--- SELECTED EXCERPT ---
If the narrative of Gen X is that we’re highly cynical slackers, and always has been, we should not gloss over how Baby Boomers helped shape that narrative. It is also true that many Gen Xers took on cynicism as a key aspect of their identity. Meanwhile, our contributions to culture have often been ignored and overlooked. Quite a few members of Gen X took punk’s DIY attitude to its logical conclusion, building up alternatives to the mainstream culture where young people could practice forms of consumer democracy.4 The insistence on understanding Gen X only via the lens of negative cynicism—aloof, scathing, tuned out—ignores the many contributions made by Gen X to the culture, especially to popular culture. As a generation, we leaned hard into culture not just based on cynicism, but on anti-commercialism. The internet provides an example of that. In the early days of the World Wide Web (WWW) after Eternal September in 1993, Gen X found new ways to make and share culture. When we say the WWW, we don’t mean the internet itself. That existed prior to the WWW, as did cultural exchange on the internet.5 Many Gen Xers with access to computers created the earliest culture on the WWW. They often created culture for its own sake, for the pure fun of it. A good example is the Brothers Chaps, creators of the website Homestar Runner, which started as a book project in 1996. They still make videos for the Homestar Runner website. Despite its online popularity in the early 2000s, the series was never sold off to be monetized by a corporation. Today, it remains a sort of underground phenomenon for those in the know. Projects like Homestar Runner perhaps smacked of a kind of cynicism that questioned the mode of production for much of our pop culture. But the videos they made had a playful sense of optimism, too.

--- THE DATA ---
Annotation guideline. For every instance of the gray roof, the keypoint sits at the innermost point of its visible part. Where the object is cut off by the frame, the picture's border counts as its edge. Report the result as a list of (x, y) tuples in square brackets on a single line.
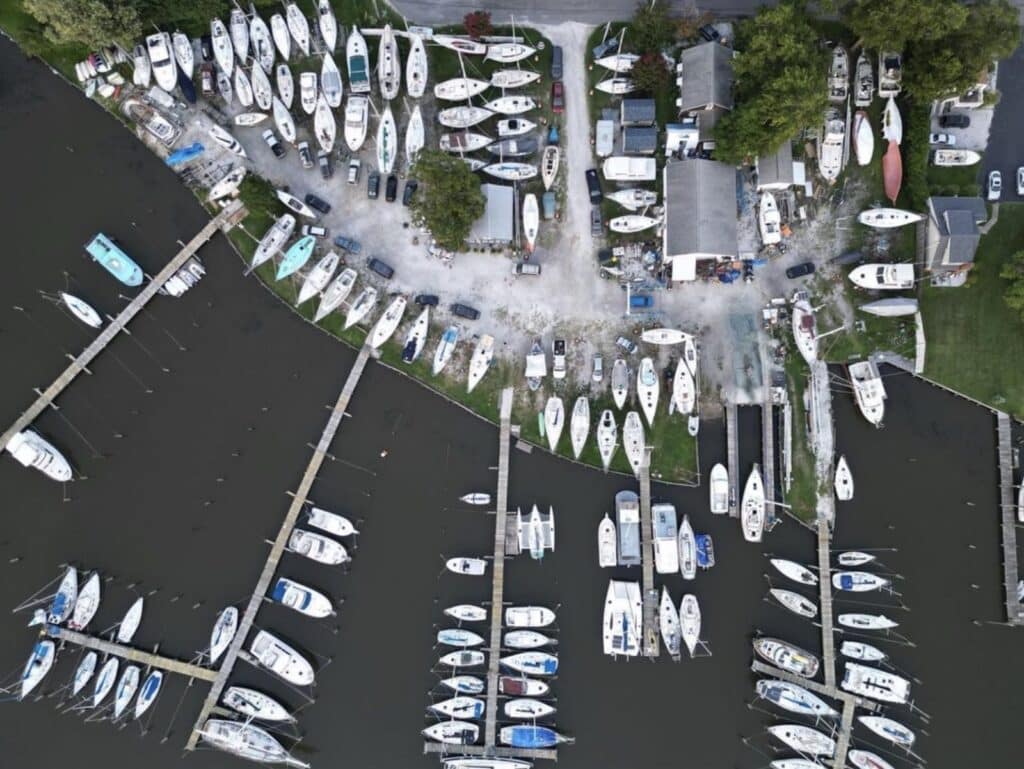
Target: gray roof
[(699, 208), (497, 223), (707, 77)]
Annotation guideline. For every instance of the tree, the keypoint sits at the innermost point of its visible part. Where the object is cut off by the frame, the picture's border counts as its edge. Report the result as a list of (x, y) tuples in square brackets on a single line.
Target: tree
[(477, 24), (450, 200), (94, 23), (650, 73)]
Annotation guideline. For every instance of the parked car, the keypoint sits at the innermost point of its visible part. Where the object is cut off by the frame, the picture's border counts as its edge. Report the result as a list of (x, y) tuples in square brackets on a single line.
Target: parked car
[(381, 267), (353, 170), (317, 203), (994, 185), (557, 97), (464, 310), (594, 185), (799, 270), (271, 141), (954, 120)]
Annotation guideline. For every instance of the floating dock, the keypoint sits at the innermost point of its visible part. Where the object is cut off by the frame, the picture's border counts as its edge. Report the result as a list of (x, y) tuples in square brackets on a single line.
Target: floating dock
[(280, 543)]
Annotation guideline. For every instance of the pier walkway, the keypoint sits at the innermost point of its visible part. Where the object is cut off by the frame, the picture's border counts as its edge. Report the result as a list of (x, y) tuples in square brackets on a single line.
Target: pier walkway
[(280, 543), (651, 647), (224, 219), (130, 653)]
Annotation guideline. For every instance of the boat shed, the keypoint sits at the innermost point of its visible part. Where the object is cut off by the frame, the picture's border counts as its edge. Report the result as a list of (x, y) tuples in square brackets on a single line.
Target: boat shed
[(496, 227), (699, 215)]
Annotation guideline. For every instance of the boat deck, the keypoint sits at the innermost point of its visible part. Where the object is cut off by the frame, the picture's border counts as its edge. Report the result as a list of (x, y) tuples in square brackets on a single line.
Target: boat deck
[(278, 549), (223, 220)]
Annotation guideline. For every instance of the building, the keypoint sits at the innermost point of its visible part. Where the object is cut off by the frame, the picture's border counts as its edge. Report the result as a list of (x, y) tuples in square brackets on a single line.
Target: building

--- REQUIRED ACTION 1 ---
In the passage on Gen X culture, what did Homestar Runner start as, and in what year?
--- REQUIRED ACTION 2 ---
Summarize the passage on Gen X culture in two sentences.

--- RESPONSE BOX 1 ---
It started as a book project in 1996.

--- RESPONSE BOX 2 ---
Seeing Gen X only as cynical slackers, a narrative Baby Boomers helped shape, ignores the generation's many contributions to popular culture, which drew on anti-commercialism as well as cynicism. Gen Xers with computers created the earliest culture on the World Wide Web, often for its own sake, as the Brothers Chaps did with Homestar Runner, a series never sold to a corporation whose videos had a playful sense of optimism.